● **Required actions**:
A. Using the project reflection, judge whether each statement agrees with it: (i) The subject lives roughly nine hours from the writer. (ii) The writer expected several trips to Tampa to gather visual content. (iii) The writer kept the original plan for a documentary video. Answer yes or no for each, and quote the deciding words.
B. According to the project reflection, what was the first problem the writer ran into once pre-production began?
C. List every element that, according to the project reflection, a traditional profile blends.

● **Given text**:
My excitement led me to come up with an idea a little too large for my reach at this point of my experience level. This excitement also led me to stray from the logistics of working on a timeline and access to my subject. 

This thought process quickly led to many problems once the pre production phase began. The first problem I ran into was crafting the long-form narrative that would be the centerpiece of my project. Crafting this into a well-rounded and impactful profile on Lily was a hard task. I had so many exciting things I wanted to mention but my execution left my narrative confusing and disinteresting. To help organize my ideas better, I drew ideas about writing a compelling profile. “A traditional profile blends facts, biographical information, quotes, and visuals. Then it’s all arranged in a narrative that has a clear beginning, middle, and conclusion,” this advice from the profile is something I plan to incorporate in the editing of my narrative. So now back to the drawing board….

Currently, I am in the process of fixing this problem. I am working on refining and narrowing my scope to better create a profile on Lily Cruse. I was to create a dynamic story that embodies the unique aesthetic that Lily’s brand exudes. 

A screenshot of Lily’s website

The second problem I faced was the fact that my subject, Lily, lives roughly nine hours from me. The problem really came to light when I realized that I would only have one true visit to Tampa to gather all the visual content I needed. This resulted in an immense amount of stress and pressure to ensure I got what I needed on that visit. To counteract this problem I have come up with alternative routes to my original plans of a documentary video and instead, narrowing it to shorter, more interview-style videos throughout my landing page.

● **Information shown**:
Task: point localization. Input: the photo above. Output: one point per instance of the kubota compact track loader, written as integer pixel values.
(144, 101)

● **Answers for the exercise**:
A.
(i) Yes: "my subject, Lily, lives roughly nine hours from me"
(ii) No: "I would only have one true visit to Tampa to gather all the visual content I needed"
(iii) No: "alternative routes to my original plans of a documentary video and instead, narrowing it to shorter, more interview-style videos throughout my landing page"

B. Crafting the long-form narrative that would be the centerpiece of the project.

C. Facts, biographical information, quotes, visuals